* _Problem_: Produce an exact copy of the lines from the line that contains "marking the glass" to the end of the listing below.

* _Dataset excerpts_:
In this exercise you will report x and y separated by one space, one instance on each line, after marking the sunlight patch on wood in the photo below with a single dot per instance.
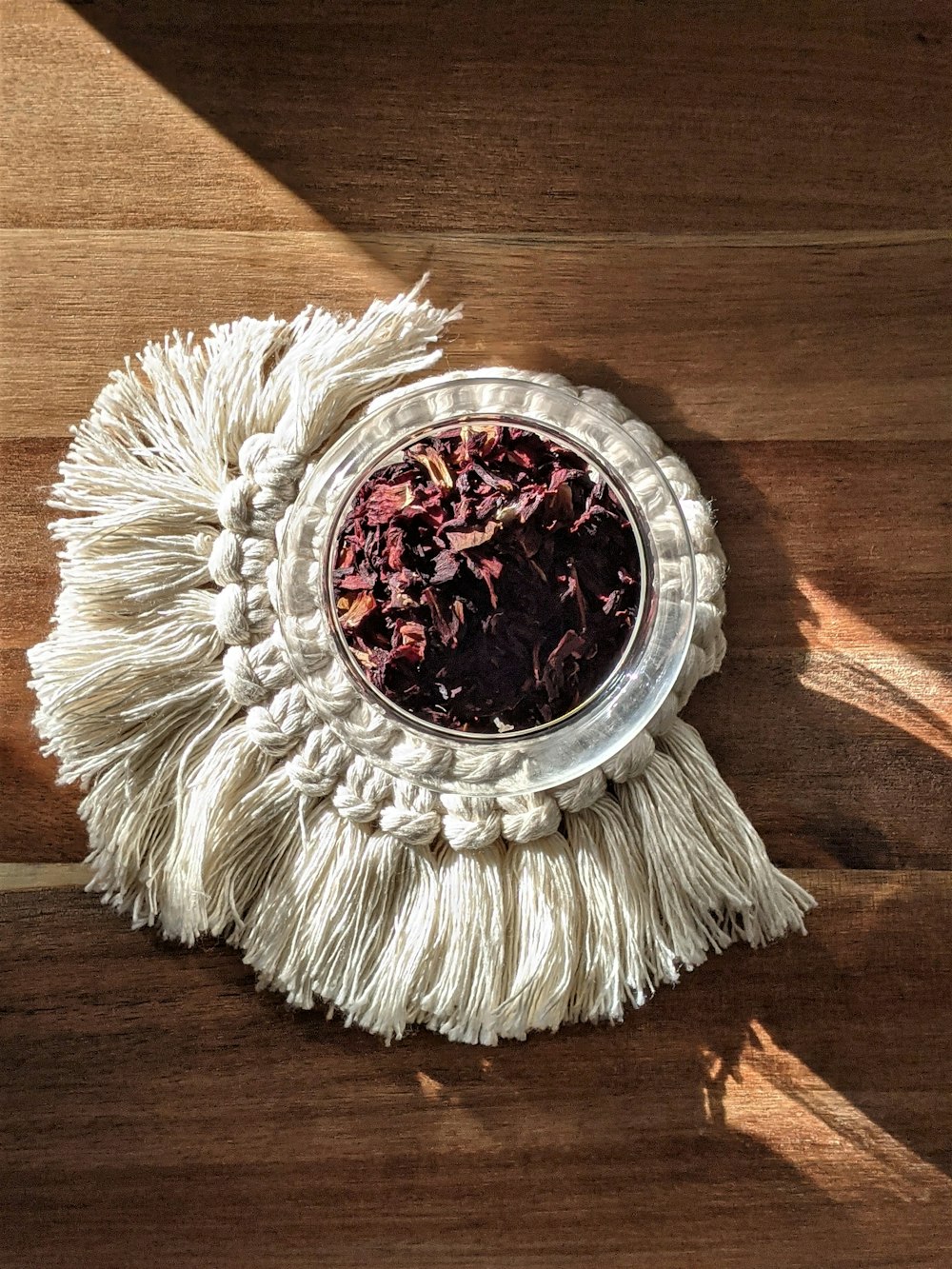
775 1098
856 664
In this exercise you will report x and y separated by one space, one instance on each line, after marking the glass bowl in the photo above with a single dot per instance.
478 763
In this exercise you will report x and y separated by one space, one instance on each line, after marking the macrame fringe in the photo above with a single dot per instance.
209 822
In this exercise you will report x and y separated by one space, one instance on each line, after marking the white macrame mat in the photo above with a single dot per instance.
221 803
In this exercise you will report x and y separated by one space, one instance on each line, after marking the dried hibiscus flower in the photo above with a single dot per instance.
487 579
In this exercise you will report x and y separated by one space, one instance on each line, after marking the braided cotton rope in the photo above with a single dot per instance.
225 799
286 723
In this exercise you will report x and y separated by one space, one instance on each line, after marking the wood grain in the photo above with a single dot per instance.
739 221
744 340
506 115
788 1107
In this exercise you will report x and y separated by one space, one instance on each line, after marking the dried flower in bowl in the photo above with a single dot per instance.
486 579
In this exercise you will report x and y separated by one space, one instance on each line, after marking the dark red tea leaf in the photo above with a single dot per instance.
487 579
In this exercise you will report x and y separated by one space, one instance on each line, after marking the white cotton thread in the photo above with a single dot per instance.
223 799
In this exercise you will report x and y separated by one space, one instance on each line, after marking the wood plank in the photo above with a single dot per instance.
832 719
788 1107
17 877
828 551
733 342
631 117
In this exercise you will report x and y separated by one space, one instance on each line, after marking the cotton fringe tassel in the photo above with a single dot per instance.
197 827
494 943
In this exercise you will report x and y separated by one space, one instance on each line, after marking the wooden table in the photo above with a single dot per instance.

* _In response_:
In this exercise you will report x and y separated by one space, one instance on each line, after marking the glass bowl in the photo above with a single dot per instance.
478 763
In this exercise you will report x and y separated by one space, one instance on each line, after marking the macrame fringe in the photo above with a single dot per instance.
209 822
In this exercise you will report x and y separated by one space, one instance on each line, after marking the white macrame mat in the photo above with a single dot per instance.
221 803
In this exercise you will report x and y separated by one space, one instance on each line, after marking the dried hibiscus flower in the photo above with a single dot per instance.
487 579
In this exercise you will report x and y separated by one space, one instance on each line, after marking the braided cotton rope in the photo above with a single dot per instance.
225 799
286 723
In this exercise you will report x and y separated by one space, one instance on each line, after marking the wood grain in the photo above with a single dot per instance.
739 221
744 340
506 115
788 1107
In this exercise you will report x and y separated by one space, one instance on each line, after marking the dried flower in bowl in the photo above with a single dot per instance.
486 579
In this exercise you will report x and y separated by one space, one instance on each line, after marking the dark red tea leaf in the photo above with a single dot per instance.
487 579
In this exercise you will report x and y separated by one space, one instance on each line, after marking the white cotton thread in the photo above with a single dot per instance.
223 799
In this exercise you will report x and y separated by one space, one instance on each line, after marking the wood plank in the photo above with a single dot per instance.
832 719
788 1107
17 877
828 551
733 342
631 117
In this exercise you will report x and y separated by one space, one instance on each line, after marking the cotton fringe tassel in the photo above with a single dot per instance.
197 827
494 943
In this exercise you will report x and y separated by one space, one instance on each line, after marking the wooden table in the photo above with a single dot per instance.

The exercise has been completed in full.